- _TO-DO LIST_:
a: Repeat word for word the passage of the GIAS baseline text starting with "GIAS is an authoritative" and going on through "what they downloaded.".
b: Using the GIAS baseline text, answer yes or no to each statement and quote the deciding words: (i) SUS was designed with consumer-facing software in mind. (ii) SUS offers a way to measure whether users trust the information they see. (iii) The baseline was meant to be taken at the end of the project.

- _QUOTED TEXT_:
Early in the Alpha we needed to establish a baseline for GIAS, a way of measuring usability and user perception at the start of the project that we could return to at the end and compare. Without a baseline, any claim that the redesigned service is "better" is essentially impressionistic.
The obvious starting point was the System Usability Scale (SUS). It's well known, widely used in government digital services, and produces a single comparable score. But the more I looked at what GIAS actually needed to measure, the less confident I was that SUS alone would give us useful data.
The problem with SUS for GIAS
SUS measures usability. Specifically, whether people can use a system and whether it feels efficient and learnable. That's valuable, but for GIAS it misses something significant: trust.
GIAS is an authoritative data source. People rely on it to make decisions about funding, compliance, policy, and more. The question of whether users trust the information they're looking at is at least as important as whether they can find it. SUS has no mechanism for measuring that at all.
There's also the nature of the service to consider. SUS was designed with consumer-facing software in mind. It includes items that work well for general applications but sit awkwardly with admin and data systems - the kind of tool where people complete specific, defined tasks rather than browsing freely. A score of "okay" on SUS doesn't tell you much about whether an analyst could find the UKPRN they needed, or whether a researcher trusted what they downloaded.

- _SOURCE EXCERPT_:
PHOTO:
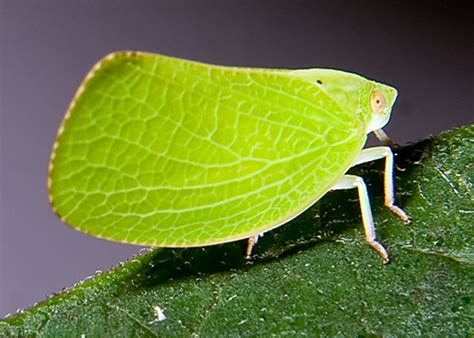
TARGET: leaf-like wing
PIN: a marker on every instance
(166, 152)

- _RESPONSES FOR EACH TASK_:
a:
GIAS is an authoritative data source. People rely on it to make decisions about funding, compliance, policy, and more. The question of whether users trust the information they're looking at is at least as important as whether they can find it. SUS has no mechanism for measuring that at all.
There's also the nature of the service to consider. SUS was designed with consumer-facing software in mind. It includes items that work well for general applications but sit awkwardly with admin and data systems - the kind of tool where people complete specific, defined tasks rather than browsing freely. A score of "okay" on SUS doesn't tell you much about whether an analyst could find the UKPRN they needed, or whether a researcher trusted what they downloaded.

b:
(i) Yes: "SUS was designed with consumer-facing software in mind."
(ii) No: "SUS has no mechanism for measuring that at all."
(iii) No: "a way of measuring usability and user perception at the start of the project that we could return to at the end and compare"